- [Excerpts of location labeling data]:
---

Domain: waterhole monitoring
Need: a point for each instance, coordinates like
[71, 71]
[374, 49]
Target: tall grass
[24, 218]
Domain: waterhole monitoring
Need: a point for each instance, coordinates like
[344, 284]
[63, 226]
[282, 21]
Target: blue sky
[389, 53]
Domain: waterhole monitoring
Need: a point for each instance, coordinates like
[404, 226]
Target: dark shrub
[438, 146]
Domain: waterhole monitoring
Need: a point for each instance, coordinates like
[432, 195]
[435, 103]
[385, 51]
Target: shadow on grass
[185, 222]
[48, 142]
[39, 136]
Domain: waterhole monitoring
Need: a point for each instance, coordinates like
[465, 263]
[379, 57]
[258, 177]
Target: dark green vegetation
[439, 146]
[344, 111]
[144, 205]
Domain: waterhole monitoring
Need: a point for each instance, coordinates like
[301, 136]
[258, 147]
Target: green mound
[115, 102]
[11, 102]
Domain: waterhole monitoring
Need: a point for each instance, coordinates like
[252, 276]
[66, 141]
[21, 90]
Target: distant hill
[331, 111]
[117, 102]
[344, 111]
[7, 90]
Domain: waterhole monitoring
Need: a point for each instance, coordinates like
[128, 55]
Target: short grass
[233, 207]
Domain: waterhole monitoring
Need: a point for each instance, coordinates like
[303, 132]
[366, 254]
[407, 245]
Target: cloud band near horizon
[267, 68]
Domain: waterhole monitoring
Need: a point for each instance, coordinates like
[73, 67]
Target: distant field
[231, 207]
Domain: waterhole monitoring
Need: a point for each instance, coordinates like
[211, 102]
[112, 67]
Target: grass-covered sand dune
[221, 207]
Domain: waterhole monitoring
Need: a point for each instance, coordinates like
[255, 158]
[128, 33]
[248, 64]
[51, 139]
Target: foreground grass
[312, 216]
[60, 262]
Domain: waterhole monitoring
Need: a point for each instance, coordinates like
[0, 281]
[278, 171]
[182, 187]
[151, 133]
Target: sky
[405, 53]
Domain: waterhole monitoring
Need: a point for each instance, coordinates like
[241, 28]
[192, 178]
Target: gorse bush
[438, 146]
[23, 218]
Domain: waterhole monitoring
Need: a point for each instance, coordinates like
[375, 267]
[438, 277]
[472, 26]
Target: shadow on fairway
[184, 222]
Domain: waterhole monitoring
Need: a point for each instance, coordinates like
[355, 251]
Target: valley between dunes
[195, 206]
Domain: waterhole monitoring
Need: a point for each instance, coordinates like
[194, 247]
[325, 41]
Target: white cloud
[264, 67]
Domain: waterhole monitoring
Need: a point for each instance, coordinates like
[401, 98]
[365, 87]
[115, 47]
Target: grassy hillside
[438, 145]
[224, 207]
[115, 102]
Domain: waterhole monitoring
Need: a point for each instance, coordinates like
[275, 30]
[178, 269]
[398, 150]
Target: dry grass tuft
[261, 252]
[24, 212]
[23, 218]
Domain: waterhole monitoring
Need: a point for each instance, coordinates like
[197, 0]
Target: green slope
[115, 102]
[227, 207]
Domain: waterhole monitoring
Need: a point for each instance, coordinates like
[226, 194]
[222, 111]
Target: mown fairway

---

- [Exercise requirements]: Find each line in the data above that contains the word "dark", and copy every one of those lines in full.

- [Exercise output]:
Target: dark shrub
Target: dark green vegetation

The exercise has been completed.